** What to do **
Beginning at the line that contains "Phrase: corrugated metal roof", return every remaining line of the data below exactly; return nothing before it.

** Image point grounding data **
-- Opening Marker --
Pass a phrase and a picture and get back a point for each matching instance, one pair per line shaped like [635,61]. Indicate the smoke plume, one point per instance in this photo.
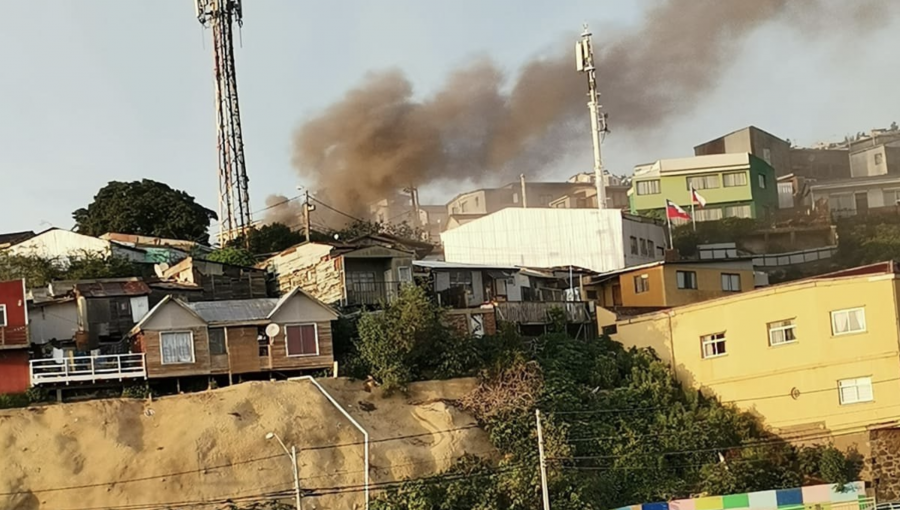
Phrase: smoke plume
[378,139]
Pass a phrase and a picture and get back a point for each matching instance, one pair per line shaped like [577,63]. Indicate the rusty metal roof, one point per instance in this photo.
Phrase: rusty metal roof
[112,288]
[235,310]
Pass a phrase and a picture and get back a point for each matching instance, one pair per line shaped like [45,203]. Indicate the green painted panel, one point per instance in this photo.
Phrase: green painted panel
[736,501]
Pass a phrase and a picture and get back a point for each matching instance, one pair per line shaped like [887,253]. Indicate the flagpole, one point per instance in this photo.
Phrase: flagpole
[669,222]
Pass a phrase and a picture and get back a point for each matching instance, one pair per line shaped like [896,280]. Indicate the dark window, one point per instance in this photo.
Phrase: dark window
[641,284]
[731,282]
[216,341]
[686,279]
[302,340]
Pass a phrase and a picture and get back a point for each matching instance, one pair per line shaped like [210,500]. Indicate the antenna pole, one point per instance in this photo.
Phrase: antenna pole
[584,52]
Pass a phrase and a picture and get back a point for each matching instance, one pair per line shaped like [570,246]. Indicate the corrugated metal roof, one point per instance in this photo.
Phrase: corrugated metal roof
[112,288]
[236,310]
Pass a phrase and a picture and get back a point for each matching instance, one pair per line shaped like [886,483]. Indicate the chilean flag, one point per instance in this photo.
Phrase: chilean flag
[674,212]
[697,198]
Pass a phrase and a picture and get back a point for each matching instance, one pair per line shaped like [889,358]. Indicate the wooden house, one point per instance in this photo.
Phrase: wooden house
[367,271]
[215,281]
[232,337]
[13,337]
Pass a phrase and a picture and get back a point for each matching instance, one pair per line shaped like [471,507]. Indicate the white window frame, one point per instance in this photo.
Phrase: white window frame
[855,383]
[287,352]
[734,179]
[730,281]
[650,187]
[682,283]
[834,313]
[774,329]
[162,337]
[712,340]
-- Closing Marker --
** Solution **
Phrase: corrugated metal roof
[112,288]
[236,310]
Pass a phrase and a picture and get back a point for each matching instance, one pair per line shaped like [886,483]. Indicate the chilean flag, one point per instance in this photo.
Phrase: chilean flag
[674,212]
[697,198]
Pass a phrase and a picture and get back a point for each matching instance, one pair per line shaped like [889,358]. Indicate the wooden house, one point per instance in this photo.
Phrase: wooden house
[367,271]
[215,281]
[232,337]
[13,337]
Pass a phrase and a picture and get back a point for each matching instance, one pair per line shaped like [471,507]. Indicate the white window frame, one point per instance in this photo.
Phrase: white window frame
[855,383]
[287,352]
[734,179]
[730,281]
[650,187]
[682,283]
[834,313]
[774,329]
[162,337]
[712,340]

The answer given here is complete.